• _About this exercise_: Copy exactly, please, each line of the data below until the line that contains "positive clicks: (7, 180)" has been copied, beginning at the top.

• _Entries shown_:
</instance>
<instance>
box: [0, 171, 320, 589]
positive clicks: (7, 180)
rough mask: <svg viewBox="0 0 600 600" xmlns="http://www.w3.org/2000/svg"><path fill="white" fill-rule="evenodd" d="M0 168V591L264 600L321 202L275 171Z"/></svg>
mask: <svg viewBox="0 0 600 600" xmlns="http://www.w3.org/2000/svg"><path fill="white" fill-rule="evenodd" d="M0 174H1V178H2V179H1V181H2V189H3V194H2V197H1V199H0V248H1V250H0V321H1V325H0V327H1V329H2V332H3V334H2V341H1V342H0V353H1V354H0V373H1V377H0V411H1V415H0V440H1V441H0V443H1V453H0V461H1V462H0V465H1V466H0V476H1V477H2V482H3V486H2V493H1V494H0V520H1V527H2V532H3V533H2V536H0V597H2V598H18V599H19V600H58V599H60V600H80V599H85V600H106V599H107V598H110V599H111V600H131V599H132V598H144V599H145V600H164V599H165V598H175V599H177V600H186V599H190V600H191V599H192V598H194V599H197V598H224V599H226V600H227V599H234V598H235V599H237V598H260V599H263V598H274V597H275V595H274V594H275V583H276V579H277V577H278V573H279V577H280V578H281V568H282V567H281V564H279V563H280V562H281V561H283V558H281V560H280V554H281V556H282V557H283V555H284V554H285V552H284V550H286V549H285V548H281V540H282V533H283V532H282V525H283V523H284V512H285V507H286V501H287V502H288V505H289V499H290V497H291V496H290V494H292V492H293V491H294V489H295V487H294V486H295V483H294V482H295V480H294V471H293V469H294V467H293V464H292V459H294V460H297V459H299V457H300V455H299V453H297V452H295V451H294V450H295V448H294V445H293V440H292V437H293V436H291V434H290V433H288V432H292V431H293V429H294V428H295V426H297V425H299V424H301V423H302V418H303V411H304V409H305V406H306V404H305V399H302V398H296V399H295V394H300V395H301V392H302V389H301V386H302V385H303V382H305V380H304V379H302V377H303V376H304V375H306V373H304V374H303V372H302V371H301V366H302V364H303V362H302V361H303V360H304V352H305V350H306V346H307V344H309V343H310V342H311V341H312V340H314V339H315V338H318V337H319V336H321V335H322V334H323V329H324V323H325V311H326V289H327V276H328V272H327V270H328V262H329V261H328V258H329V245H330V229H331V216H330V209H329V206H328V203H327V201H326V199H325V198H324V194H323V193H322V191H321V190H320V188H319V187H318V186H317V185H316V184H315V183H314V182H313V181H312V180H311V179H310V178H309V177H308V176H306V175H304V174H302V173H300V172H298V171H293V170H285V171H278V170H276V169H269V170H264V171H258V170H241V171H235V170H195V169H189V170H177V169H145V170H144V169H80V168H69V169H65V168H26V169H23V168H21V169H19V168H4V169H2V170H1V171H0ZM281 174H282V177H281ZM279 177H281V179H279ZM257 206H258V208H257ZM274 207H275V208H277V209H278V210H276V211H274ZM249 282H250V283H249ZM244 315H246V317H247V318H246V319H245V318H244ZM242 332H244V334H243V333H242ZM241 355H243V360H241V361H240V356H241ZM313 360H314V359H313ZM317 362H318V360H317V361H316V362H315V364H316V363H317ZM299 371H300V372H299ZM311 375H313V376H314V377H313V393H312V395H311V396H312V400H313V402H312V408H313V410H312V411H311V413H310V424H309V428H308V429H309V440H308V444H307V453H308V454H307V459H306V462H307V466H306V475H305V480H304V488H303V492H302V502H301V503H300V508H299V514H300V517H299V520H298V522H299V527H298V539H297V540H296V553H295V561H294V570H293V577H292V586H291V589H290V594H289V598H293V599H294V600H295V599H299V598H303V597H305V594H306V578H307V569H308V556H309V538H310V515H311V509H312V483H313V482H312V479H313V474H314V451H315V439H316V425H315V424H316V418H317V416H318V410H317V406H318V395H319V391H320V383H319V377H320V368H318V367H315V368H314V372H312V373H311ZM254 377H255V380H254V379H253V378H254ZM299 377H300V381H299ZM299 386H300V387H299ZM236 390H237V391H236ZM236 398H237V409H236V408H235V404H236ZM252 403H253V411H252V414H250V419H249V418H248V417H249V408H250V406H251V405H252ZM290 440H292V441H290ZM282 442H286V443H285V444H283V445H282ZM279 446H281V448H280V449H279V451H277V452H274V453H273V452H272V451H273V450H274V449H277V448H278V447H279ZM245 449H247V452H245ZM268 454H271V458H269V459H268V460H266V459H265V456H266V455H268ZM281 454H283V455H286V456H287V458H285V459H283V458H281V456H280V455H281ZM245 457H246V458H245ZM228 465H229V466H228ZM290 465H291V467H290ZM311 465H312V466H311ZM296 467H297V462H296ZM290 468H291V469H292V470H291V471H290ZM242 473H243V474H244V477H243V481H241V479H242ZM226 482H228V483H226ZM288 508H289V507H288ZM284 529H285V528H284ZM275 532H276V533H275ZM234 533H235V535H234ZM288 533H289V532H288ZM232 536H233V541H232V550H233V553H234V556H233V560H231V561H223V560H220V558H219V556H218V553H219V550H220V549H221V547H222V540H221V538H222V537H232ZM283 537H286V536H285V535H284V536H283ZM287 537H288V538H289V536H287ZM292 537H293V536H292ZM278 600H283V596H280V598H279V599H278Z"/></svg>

• _Exercise response_:
</instance>
<instance>
box: [0, 171, 320, 589]
positive clicks: (7, 180)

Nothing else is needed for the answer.